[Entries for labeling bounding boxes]
▬▬▬▬▬▬
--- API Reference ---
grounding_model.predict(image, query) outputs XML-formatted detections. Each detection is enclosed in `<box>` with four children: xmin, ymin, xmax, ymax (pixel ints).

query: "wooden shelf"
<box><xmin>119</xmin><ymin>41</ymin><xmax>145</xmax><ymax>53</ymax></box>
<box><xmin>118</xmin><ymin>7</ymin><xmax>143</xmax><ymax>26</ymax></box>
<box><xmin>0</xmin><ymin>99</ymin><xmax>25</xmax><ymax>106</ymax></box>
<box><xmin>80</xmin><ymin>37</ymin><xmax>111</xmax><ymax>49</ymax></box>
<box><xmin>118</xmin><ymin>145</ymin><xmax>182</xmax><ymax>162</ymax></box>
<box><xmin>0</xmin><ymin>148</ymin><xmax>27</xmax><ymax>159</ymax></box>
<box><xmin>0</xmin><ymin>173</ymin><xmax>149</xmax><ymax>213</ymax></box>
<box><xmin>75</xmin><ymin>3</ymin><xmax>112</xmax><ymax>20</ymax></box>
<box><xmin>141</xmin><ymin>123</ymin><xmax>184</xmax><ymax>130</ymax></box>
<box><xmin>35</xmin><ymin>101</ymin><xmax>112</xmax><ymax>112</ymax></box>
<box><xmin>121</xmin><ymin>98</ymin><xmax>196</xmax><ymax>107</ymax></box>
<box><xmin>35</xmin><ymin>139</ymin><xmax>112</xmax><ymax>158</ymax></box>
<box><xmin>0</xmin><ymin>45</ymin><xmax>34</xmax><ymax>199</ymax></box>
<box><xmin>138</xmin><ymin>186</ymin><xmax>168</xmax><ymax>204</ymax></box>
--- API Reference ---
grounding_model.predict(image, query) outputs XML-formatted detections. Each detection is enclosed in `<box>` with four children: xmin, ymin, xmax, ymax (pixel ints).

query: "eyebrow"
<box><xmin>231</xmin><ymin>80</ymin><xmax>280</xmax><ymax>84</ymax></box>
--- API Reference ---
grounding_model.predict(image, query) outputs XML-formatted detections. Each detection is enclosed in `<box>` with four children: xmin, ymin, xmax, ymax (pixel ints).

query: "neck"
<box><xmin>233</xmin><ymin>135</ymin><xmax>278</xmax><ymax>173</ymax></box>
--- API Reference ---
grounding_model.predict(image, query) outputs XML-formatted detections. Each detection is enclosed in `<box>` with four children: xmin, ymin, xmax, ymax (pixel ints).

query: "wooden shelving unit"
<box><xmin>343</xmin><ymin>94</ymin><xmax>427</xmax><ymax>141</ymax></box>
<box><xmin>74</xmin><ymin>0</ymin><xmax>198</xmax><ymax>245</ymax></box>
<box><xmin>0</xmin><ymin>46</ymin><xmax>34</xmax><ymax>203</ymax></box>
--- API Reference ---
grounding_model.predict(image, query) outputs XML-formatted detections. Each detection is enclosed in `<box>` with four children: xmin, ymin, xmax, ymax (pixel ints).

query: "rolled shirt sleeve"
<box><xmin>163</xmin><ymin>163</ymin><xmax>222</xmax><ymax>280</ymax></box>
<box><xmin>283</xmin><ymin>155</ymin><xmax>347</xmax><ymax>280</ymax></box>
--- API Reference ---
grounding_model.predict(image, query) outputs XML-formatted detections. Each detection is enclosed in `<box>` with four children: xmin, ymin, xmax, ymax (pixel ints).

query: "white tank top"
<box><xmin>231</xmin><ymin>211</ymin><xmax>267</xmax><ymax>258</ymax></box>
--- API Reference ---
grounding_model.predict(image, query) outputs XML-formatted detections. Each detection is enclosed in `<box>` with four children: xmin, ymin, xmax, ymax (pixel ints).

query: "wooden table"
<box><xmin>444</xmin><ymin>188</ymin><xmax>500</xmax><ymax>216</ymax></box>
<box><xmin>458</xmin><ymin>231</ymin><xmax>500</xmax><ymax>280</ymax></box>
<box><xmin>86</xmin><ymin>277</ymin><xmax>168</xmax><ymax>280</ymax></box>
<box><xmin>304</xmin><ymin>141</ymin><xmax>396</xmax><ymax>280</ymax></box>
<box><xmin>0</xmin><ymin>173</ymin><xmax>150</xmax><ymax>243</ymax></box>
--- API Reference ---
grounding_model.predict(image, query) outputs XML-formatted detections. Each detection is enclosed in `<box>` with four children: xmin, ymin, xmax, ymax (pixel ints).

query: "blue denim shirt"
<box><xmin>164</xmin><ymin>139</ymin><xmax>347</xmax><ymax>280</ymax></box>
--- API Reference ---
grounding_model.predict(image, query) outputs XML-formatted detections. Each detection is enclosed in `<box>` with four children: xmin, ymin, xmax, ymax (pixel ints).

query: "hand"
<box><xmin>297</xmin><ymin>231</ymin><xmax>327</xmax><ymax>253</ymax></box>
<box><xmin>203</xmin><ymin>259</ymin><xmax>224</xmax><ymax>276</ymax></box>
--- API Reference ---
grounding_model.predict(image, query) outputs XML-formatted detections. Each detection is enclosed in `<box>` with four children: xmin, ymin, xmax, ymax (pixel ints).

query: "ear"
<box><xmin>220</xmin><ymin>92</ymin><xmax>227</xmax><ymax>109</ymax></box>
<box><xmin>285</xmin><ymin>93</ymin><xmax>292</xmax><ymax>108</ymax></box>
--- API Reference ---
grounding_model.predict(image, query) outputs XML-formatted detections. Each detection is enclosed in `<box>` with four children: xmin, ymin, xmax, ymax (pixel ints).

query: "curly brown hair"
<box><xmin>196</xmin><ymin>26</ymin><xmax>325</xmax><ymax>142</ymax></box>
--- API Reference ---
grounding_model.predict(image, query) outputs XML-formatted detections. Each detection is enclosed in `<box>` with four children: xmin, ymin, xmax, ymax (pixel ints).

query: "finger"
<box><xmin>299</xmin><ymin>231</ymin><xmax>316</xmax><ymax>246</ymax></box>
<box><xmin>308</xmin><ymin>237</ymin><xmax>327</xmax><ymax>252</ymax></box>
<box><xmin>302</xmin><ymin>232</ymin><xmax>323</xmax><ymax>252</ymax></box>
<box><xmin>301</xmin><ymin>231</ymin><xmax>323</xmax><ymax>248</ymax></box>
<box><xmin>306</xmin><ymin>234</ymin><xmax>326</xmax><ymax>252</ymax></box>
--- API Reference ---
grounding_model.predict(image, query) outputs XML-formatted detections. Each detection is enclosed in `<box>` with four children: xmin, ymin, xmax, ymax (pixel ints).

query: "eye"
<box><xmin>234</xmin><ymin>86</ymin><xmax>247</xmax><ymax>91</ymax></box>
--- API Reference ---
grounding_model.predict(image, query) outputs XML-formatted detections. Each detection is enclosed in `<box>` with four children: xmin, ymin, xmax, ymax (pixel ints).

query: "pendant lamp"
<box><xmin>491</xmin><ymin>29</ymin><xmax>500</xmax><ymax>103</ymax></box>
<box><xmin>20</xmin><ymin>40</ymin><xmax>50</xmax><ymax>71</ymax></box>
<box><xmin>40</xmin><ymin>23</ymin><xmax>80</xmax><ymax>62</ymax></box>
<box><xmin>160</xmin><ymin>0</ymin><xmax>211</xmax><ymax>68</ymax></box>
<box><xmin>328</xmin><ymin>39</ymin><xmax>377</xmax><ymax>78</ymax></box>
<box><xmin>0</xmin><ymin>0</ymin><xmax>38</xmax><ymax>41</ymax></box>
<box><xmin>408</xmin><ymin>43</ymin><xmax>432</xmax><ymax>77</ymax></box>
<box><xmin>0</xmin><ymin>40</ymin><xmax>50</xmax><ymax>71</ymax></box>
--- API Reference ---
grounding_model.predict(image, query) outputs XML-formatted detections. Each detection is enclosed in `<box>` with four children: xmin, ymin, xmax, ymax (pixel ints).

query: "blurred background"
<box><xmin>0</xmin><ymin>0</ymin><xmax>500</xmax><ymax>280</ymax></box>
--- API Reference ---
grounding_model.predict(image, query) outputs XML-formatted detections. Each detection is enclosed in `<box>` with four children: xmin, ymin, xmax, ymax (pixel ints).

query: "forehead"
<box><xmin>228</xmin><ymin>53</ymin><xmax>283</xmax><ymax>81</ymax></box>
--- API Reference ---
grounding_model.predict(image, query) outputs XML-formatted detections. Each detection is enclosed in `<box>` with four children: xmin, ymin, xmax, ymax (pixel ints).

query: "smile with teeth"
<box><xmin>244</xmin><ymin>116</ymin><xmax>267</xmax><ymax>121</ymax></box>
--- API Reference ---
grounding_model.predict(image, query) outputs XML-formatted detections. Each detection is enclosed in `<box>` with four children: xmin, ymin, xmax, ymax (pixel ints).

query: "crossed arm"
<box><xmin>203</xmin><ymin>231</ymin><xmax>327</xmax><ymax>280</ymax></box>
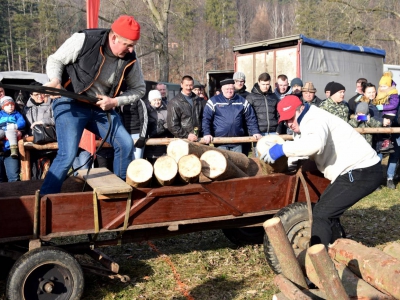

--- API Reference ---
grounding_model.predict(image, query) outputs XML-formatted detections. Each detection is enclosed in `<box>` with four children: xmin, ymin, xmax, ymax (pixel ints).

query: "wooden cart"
<box><xmin>0</xmin><ymin>164</ymin><xmax>329</xmax><ymax>299</ymax></box>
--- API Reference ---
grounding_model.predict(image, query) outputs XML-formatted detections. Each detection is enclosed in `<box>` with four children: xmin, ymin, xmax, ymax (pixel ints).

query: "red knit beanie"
<box><xmin>111</xmin><ymin>15</ymin><xmax>140</xmax><ymax>41</ymax></box>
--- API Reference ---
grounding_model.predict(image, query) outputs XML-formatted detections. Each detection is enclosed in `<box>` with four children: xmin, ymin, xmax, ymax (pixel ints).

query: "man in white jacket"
<box><xmin>261</xmin><ymin>95</ymin><xmax>383</xmax><ymax>246</ymax></box>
▬▬▬▬▬▬
**TASK PROMPT:**
How many lines of the material above contain the string "wooden"? Case counts, so match uppercase and lowercase letters exactly, and give only the number.

**WRITTEN RESPONSE:**
4